• [Excerpt to read]
* BEGIN *

Subject: Re: [tip:x86/platform] x86/hyper-v: Use hypercall for remote TLB
 flush
To: Peter Zijlstra <peterz@infradead.org>,
        Vitaly Kuznetsov <vkuznets@redhat.com>
Cc: Jork Loeser <Jork.Loeser@microsoft.com>,
        KY Srinivasan <kys@microsoft.com>, Simon Xiao <sixiao@microsoft.com>,
        Haiyang Zhang <haiyangz@microsoft.com>,
        Stephen Hemminger <sthemmin@microsoft.com>,
        "torvalds@linux-foundation.org" <torvalds@linux-foundation.org>,
        "luto@kernel.org" <luto@kernel.org>, "hpa@zytor.com" <hpa@zytor.com>,
        "linux-kernel@vger.kernel.org" <linux-kernel@vger.kernel.org>,
        "rostedt@goodmis.org" <rostedt@goodmis.org>,
        "andy.shevchenko@gmail.com" <andy.shevchenko@gmail.com>,
        "tglx@linutronix.de" <tglx@linutronix.de>,
        "mingo@kernel.org" <mingo@kernel.org>,
        "linux-tip-commits@vger.kernel.org" 
        <linux-tip-commits@vger.kernel.org>,
        boris.ostrovsky@oracle.com, xen-devel@lists.xenproject.org
References: <20170802160921.21791-8-vkuznets@redhat.com>
 <tip-2ffd9e33ce4af4e8cfa3e17bf493defe8474e2eb@git.kernel.org>
 <20170810185646.GI6524@worktop.programming.kicks-ass.net>
 <DM5PR21MB0476915D204F850F7F7C1475A0880@DM5PR21MB0476.namprd21.prod.outlook.com>
 <CY4PR21MB06313B9D59F8846CDDE443F0F1880@CY4PR21MB0631.namprd21.prod.outlook.com>
 <20170810192742.GJ6524@worktop.programming.kicks-ass.net>
 <87lgmqqwzl.fsf@vitty.brq.redhat.com>
 <20170811105625.hmdfnp3yh72zut33@hirez.programming.kicks-ass.net>
From: Juergen Gross <jgross@suse.com>
Message-ID: <b369bcb0-49e6-2f50-574e-4a66ced9e05d@suse.com>
Date: Fri, 11 Aug 2017 14:22:25 +0200
User-Agent: Mozilla/5.0 (X11; Linux x86_64; rv:52.0) Gecko/20100101
 Thunderbird/52.2.1
MIME-Version: 1.0
In-Reply-To: <20170811105625.hmdfnp3yh72zut33@hirez.programming.kicks-ass.net>
Content-Type: text/plain; charset=utf-8
Content-Language: en-US
Content-Transfer-Encoding: 7bit
Sender: linux-kernel-owner@vger.kernel.org
Content-Length: 2803
Lines: 66

On 11/08/17 12:56, Peter Zijlstra wrote:
> On Fri, Aug 11, 2017 at 11:23:10AM +0200, Vitaly Kuznetsov wrote:
>> Peter Zijlstra <peterz@infradead.org> writes:
>>
>>> On Thu, Aug 10, 2017 at 07:08:22PM +0000, Jork Loeser wrote:
>>>
>>>>>> Subject: Re: [tip:x86/platform] x86/hyper-v: Use hypercall for remote TLB flush
>>>>
>>>>>> Hold on.. if we don't IPI for TLB invalidation. What serializes our
>>>>>> software page table walkers like fast_gup() ?

* END *

• [Parts of the exercise]
1 - List every email address in the Hyper-V TLB flush email that ends in "@microsoft.com".
2 - Repeat the portion of the Hyper-V TLB flush email that opens with the words containing "On 11/08/17 12:56, Peter" and closes with "like fast_gup() ?".
3 - Carry on writing the Hyper-V TLB flush email from the point where it stops.

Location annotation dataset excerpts
* BEGIN *

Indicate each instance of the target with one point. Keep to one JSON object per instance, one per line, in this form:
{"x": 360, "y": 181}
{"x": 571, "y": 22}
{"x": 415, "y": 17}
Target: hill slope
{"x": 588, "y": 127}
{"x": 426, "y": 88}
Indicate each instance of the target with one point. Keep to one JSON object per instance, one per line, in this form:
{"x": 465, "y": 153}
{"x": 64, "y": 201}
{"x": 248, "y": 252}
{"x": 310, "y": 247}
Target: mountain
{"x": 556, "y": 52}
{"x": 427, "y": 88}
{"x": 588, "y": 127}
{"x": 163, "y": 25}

* END *

• [Answers to the exercises]
1 -
Jork.Loeser@microsoft.com
kys@microsoft.com
sixiao@microsoft.com
haiyangz@microsoft.com
sthemmin@microsoft.com

2 -
On 11/08/17 12:56, Peter Zijlstra wrote:
> On Fri, Aug 11, 2017 at 11:23:10AM +0200, Vitaly Kuznetsov wrote:
>> Peter Zijlstra <peterz@infradead.org> writes:
>>
>>> On Thu, Aug 10, 2017 at 07:08:22PM +0000, Jork Loeser wrote:
>>>
>>>>>> Subject: Re: [tip:x86/platform] x86/hyper-v: Use hypercall for remote TLB flush
>>>>
>>>>>> Hold on.. if we don't IPI for TLB invalidation. What serializes our
>>>>>> software page table walkers like fast_gup() ?

3 -
>>>>>
>>>>> Hypervisor may implement this functionality via an IPI.
>>>>>
>>>>> K. Y
>>>>
>>>> HvFlushVirtualAddressList() states:
>>>> This call guarantees that by the time control returns back to the
>>>> caller, the observable effects of all flushes on the specified virtual
>>>> processors have occurred.
>>>>
>>>> HvFlushVirtualAddressListEx() refers to HvFlushVirtualAddressList() as adding sparse target VP lists.
>>>>
>>>> Is this enough of a guarantee, or do you see other races?
>>>
>>> That's nowhere near enough. We need the remote CPU to have completed any
>>> guest IF section that was in progress at the time of the call.
>>>
>>> So if a host IPI can interrupt a guest while the guest has IF cleared,
>>> and we then process the host IPI -- clear the TLBs -- before resuming the
>>> guest, which still has IF cleared, we've got a problem.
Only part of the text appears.